# WHAT IS NEEDED
In the records below, find the line with "pixel 728 944" and the line with "Target: window frame". Print both exactly, along with every line between them, and no other line.

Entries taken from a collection
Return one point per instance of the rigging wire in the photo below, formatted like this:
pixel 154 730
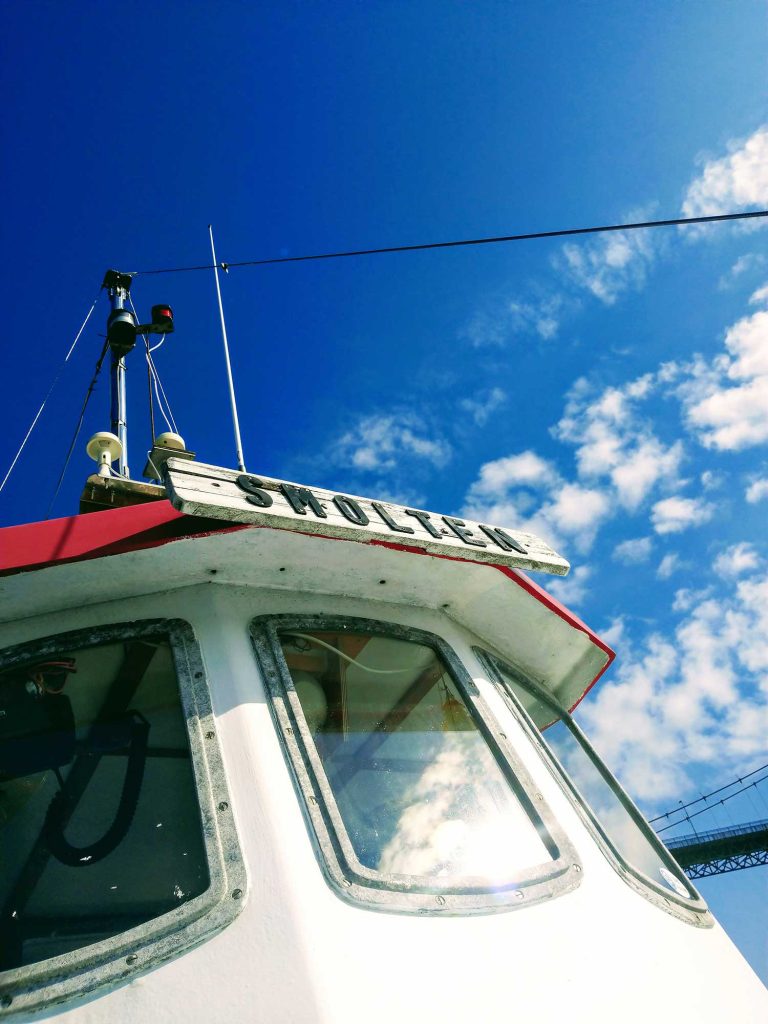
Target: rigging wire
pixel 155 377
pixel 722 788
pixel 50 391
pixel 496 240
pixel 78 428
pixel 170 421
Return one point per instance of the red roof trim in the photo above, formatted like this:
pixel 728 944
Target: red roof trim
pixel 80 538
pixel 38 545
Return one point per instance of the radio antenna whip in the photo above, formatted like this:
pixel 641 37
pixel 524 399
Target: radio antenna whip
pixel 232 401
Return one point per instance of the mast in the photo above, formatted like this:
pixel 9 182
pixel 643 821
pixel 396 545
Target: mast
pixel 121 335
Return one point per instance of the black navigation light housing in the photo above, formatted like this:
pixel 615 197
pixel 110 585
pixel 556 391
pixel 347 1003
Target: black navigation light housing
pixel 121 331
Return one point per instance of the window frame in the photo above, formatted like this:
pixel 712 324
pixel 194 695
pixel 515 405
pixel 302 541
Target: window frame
---
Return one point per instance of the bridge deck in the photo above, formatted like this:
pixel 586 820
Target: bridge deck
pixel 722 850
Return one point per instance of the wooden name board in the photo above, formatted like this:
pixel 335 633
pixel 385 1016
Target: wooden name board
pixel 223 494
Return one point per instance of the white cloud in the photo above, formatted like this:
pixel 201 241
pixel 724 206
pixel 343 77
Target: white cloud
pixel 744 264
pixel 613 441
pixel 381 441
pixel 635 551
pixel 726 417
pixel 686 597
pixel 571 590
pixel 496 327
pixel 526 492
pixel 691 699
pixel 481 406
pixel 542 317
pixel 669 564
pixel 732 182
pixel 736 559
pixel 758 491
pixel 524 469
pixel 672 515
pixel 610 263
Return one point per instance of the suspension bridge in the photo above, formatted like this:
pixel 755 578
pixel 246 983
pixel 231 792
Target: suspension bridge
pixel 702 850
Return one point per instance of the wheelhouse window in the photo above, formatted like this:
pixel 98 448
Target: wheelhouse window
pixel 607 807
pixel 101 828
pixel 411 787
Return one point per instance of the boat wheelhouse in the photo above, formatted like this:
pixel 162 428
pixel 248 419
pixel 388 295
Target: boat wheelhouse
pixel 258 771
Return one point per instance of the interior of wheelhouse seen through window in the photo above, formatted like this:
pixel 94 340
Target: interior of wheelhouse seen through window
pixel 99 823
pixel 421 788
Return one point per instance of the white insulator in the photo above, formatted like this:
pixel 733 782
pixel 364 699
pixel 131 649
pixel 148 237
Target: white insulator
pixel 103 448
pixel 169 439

# ANSWER TO THE EXERCISE
pixel 728 944
Target: red roof trim
pixel 80 538
pixel 38 545
Return one point per instance of the radio antenna whip in the photo above, formatted like this:
pixel 641 37
pixel 524 399
Target: radio antenna whip
pixel 232 401
Return one point per instance of the mast in the photo above, formatted like this:
pixel 9 182
pixel 643 821
pixel 396 545
Target: mast
pixel 121 335
Return one point per instance of the black navigation light housing in the photo above, formatted like this:
pixel 615 197
pixel 110 585
pixel 556 391
pixel 347 1003
Target: black navigation light housing
pixel 121 331
Return one point per instance of the window frame in the photo above, formatted like this:
pixel 712 324
pixel 194 695
pixel 515 405
pixel 302 541
Target: window frame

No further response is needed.